▶ [DATA LINES]
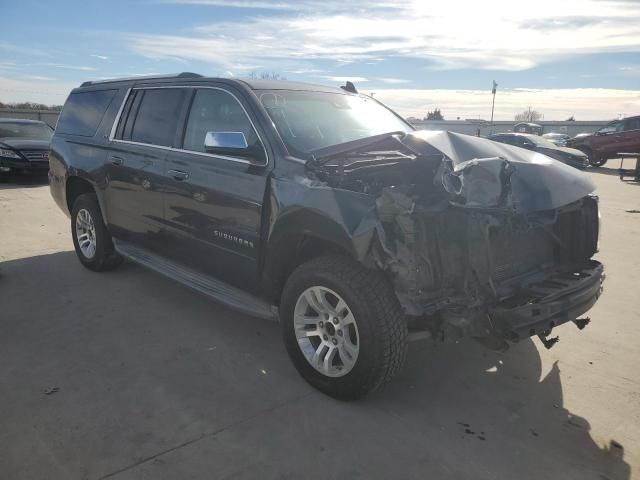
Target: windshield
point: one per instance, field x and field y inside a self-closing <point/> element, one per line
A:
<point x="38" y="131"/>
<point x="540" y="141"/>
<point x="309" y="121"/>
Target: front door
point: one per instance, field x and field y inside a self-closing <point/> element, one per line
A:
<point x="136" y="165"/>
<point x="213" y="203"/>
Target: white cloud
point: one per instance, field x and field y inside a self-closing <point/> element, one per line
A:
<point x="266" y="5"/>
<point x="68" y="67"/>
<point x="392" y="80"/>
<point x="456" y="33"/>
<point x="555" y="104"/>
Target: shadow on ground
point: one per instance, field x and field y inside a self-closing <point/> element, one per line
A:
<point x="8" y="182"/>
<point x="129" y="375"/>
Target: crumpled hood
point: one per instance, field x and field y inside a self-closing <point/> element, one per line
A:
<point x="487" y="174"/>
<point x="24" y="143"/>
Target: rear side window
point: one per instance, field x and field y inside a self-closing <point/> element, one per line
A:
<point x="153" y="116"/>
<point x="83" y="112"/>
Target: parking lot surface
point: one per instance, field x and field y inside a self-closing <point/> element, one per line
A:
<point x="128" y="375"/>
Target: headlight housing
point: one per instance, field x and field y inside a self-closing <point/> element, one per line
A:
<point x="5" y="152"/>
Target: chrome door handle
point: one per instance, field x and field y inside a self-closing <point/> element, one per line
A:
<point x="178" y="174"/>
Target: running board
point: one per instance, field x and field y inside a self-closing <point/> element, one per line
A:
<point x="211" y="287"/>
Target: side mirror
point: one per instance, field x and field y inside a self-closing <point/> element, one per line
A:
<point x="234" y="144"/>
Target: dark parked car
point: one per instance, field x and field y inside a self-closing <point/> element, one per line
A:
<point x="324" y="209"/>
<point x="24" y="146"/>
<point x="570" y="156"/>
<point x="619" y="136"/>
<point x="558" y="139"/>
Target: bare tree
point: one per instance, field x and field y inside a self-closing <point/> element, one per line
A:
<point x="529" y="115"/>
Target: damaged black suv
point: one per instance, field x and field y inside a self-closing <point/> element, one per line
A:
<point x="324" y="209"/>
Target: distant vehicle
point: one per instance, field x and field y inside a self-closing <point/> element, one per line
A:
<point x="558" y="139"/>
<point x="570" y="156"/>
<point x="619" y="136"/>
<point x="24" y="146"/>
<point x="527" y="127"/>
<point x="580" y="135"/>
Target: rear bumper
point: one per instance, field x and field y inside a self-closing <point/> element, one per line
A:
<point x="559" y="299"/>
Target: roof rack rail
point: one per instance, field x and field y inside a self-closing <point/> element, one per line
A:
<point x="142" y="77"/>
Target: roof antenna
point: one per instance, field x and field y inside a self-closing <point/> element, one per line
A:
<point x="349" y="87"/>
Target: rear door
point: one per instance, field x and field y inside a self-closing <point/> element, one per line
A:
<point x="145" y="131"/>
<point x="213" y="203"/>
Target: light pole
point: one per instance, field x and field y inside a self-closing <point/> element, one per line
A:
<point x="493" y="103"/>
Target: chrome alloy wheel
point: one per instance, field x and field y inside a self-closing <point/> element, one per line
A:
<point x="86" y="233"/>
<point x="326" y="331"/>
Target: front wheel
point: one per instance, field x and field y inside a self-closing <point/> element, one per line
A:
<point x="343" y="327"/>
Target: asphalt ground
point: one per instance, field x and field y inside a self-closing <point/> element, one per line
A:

▶ [DIRECTION]
Transcribe the full listing above exactly as it stands, minus the pictures.

▶ [RESULT OF THE TASK]
Target: windshield
point: one per instance, field x and field y inside a self-closing <point/> element, one per line
A:
<point x="38" y="131"/>
<point x="540" y="141"/>
<point x="309" y="121"/>
Target: front door
point: one per instance, field x and field y inside a self-closing <point/> element, one per line
A:
<point x="136" y="165"/>
<point x="213" y="203"/>
Target: white cloud
point: one per instance, field x and field y inside a self-closing <point/> element, one per line
A:
<point x="266" y="5"/>
<point x="68" y="67"/>
<point x="392" y="80"/>
<point x="456" y="33"/>
<point x="555" y="104"/>
Target: shadow on ground
point: one per instance, field x and field y inside a self-closing <point/> element, one per line
A:
<point x="8" y="182"/>
<point x="129" y="375"/>
Target: crumpled hood
point: one per instance, field x and field y inside a self-closing <point/> element, one per line
A:
<point x="487" y="174"/>
<point x="24" y="143"/>
Target: rear side window
point: one per instance, field x and field y inside a self-closing <point/> element, one per line
A:
<point x="153" y="116"/>
<point x="83" y="112"/>
Target: parking lot surface
point: one per instance, field x and field y inside a self-closing <point/> element, one per line
A:
<point x="128" y="375"/>
Target: headlight housing
point: one per instance, field x and field y inside a self-closing <point/> element, one per line
A:
<point x="5" y="152"/>
Target: chrome door handle
point: one per instance, field x and field y inside a self-closing <point/> element, one per line
A:
<point x="178" y="174"/>
Target: running board
point: one per instance, field x and field y inside a self-closing <point/> element, one per line
A:
<point x="211" y="287"/>
Target: side mirror
point: one per instance, field x and field y inside a self-closing <point/> element, one per line
A:
<point x="234" y="144"/>
Target: dark parked car
point: one per instance, field x and field y inside a self-closing <point/> element, one per line
A:
<point x="324" y="209"/>
<point x="24" y="146"/>
<point x="570" y="156"/>
<point x="619" y="136"/>
<point x="558" y="139"/>
Target: bare tree
point: one per instance, field x and field y inside a self-closing <point/> element, one per line
A:
<point x="529" y="115"/>
Target: damaged black suv
point: one per instance, field x and field y inside a self-closing <point/> element, one per line
A:
<point x="324" y="209"/>
Target: distant vehicle
point: one per instance, field x and field y inside a self-closing <point/> element, one per line
A:
<point x="558" y="139"/>
<point x="570" y="156"/>
<point x="619" y="136"/>
<point x="24" y="146"/>
<point x="527" y="127"/>
<point x="580" y="135"/>
Target: rear bumper
point: one per instance, field x and field y inside a self-closing <point/> element, one per line
A:
<point x="559" y="299"/>
Target: roof rack rail
point: one per instance, field x and field y inside a self-closing <point/> element, one per line
A:
<point x="142" y="77"/>
Target: roof antenna
point: one per instance, field x and field y inside a self-closing <point/> element, one per line
A:
<point x="349" y="87"/>
Target: rear door
point: one per instance, field x and field y inside a self-closing <point/> element, one per line
A:
<point x="145" y="131"/>
<point x="213" y="203"/>
Target: light pole
point: one per instance, field x and field y inside a self-closing <point/> element, one per line
A:
<point x="493" y="103"/>
Target: chrome alloy wheel
point: one per instance, field x and field y inside a self-closing <point/> element, one per line
A:
<point x="86" y="233"/>
<point x="326" y="331"/>
Target: front wheel
point: one per instance, field x and field y inside a self-closing <point/> element, one per line
A:
<point x="343" y="327"/>
Target: asphalt ground
point: one per instance, field x and field y inside a self-closing <point/> element, one per line
A:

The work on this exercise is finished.